*Zu bearbeitende Aufgaben*.
**1.** Nennen Sie alle Universitäten, die im Text über die Sommerakademie in Armenien ausdrücklich genannt werden.
**2.** Führen Sie den Text über die Sommerakademie in Armenien im Anschluss an seinen letzten Satz weiter.
═══ Ausgewählter Textabschnitt
Vor zwei Jahren war das kleine Land Armenien einige Wochen in den Schlagzeilen. Damals floh die armenische Bevölkerung aus der Republik Berg-Karabach (armenisch: Arzach), die von Azerbaidschan eingenommen worden war und seither nicht mehr existiert. Heute weiß hierzulande kaum jemand wie es den Geflohenen geht und wie die Lage in Armenien insgesamt aussieht.
Dabei gibt es lange schon Beziehungen zwischen Deutschland und Armenien, die über die unrühmliche Rolle Deutschlands im Genozid des Osmanischen Reiches an den Armeniern 1915/16 hinausreichen. Solche Beziehungen zwischen beiden Ländern werden heute verstärkt im kirchlichen und wissenschaftlich-theologischen Bereich fortgesetzt. Dazu diente eine Sommerakademie, die auf eine Initiative des armenischen Theologen Dr. Harutyun Harutyunyan zurückgeht. Sie wurde von der Staatlichen Universität Eriwan in Kooperation mit Prof. Dr. Regina Elsner von der katholischen Theologischen Fakultät der Universität Münster und Prof. Dr. Daniel Cyranka von der evangelischen Theologischen Fakultät der Universität Halle und mit Unterstützung der Community Development NGO der Region Vayots Dzor durchgeführt und brachte ca. 35 Studierende aus den beiden genannten deutschen Universitätsstädten sowie von der Staatlichen Universität in Eriwan und auch von der Universität Tiflis im armenischen Bergort Hermon zusammen. Begleitet wurden sie von sieben Dozentinnen und Dozenten, zu denen auch die Orthodoxiereferentin des Konfessionskundlichen Instituts in Bensheim gehörte.
══════
═══ Bereitgestellte Daten
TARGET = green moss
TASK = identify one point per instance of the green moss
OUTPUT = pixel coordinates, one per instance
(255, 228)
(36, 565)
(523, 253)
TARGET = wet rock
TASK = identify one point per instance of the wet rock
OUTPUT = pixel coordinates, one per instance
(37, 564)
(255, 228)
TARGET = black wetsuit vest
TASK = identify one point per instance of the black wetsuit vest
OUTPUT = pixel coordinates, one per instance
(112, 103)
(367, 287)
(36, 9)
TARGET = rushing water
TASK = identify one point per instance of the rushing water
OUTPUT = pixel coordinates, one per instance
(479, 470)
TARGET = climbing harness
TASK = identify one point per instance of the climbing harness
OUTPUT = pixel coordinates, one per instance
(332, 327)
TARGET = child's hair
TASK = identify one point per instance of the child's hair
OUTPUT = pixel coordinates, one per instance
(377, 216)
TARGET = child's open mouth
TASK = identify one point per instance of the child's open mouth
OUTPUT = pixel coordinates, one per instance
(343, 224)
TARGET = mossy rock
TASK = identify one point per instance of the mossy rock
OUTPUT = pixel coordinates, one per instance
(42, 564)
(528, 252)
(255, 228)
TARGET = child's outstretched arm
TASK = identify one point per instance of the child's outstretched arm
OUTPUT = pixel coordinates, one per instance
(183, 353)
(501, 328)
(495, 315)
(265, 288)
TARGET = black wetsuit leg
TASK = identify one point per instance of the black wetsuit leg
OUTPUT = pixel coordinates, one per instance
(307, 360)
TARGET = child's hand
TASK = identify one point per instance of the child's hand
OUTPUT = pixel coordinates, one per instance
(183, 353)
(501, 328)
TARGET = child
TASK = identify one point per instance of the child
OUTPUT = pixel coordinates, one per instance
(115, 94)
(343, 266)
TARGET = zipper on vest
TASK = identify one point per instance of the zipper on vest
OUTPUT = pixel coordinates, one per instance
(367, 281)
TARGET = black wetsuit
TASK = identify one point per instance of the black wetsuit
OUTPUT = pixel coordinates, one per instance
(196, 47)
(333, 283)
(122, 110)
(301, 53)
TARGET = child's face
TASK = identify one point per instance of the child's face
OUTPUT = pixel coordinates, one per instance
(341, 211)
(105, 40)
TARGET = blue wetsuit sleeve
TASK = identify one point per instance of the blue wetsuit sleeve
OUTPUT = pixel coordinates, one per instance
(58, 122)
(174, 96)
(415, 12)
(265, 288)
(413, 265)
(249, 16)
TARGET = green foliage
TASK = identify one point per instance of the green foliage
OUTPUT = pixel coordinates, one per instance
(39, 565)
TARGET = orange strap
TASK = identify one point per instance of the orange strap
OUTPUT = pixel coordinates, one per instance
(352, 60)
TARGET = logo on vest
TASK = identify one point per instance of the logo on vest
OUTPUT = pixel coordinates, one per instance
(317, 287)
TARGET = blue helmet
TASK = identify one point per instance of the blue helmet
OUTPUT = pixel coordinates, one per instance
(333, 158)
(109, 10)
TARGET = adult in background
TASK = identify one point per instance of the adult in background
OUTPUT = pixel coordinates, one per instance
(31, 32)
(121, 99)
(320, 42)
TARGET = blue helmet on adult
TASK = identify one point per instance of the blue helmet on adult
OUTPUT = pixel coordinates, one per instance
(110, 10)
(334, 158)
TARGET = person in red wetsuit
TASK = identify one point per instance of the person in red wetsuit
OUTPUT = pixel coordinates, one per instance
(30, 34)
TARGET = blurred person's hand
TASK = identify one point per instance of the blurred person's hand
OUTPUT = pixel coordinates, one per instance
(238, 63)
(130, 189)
══════
*Antworten je Aufgabe*.
**1.**
- Staatliche Universität Eriwan
- Universität Münster
- Universität Halle
- Universität Tiflis

**2.**
In den Vorlesungen und Workshops standen die Fragen nach Frieden und Versöhnung im Vordergrund. Der Hintergrund dafür war bzw. ist die schwierige Situation, in der sich Armenien derzeit befindet. So war beispielsweise die Lage ca. 120000 geflüchteten Armenier aus Arzach im Herbst 2023 und ihre Aufnahme in Armenien eines der behandelten Themen. Aber auch das Gedenken an den Genozid sowohl in Armenien als auch in Deutschland stand auf dem Programm. Dazu gehörte u.a. ein Vortrag, der über eine „Theologie des Genozids“ nachdachte. Dies führte schließlich zur Frage nach den verschiedenen – auch religiösen – Aspekten der nationalen Identität eines Volkes im Allgemeinen und im Speziellen. Schließlich gab es einen exegetischen Vortrag über das Liebesgebot in der Bibel und eine Darstellung der Geschichte des Ökumenischen Rates der Kirchen und seiner Arbeit im Bereich von Frieden und Versöhnung. Die Begegnung mit einem armenischen Gemeindepriester, der gleichzeitig Militärpfarrer ist und die Vorstellung der EU Mission in Armenien (EUMA) vervollständigten das Programm. Abschließend verbrachte die Gruppe noch einen Tag in Eriwan und besuchte das Genozid-Museum sowie die große armenische Handschriftensammlung im „Matenadaran“. Wie es sich für eine Sommerakademie gehört, waren auch Exkursionen zu Stätten des armenischen Kulturerbes wie beispielsweise eine erst vor wenigen Jahren entdeckte in der Steinzeit bewohnte Höhle oder das bekannte Kloster Noravank und andere alte Kirchen und Grabstätten Teil des Programms.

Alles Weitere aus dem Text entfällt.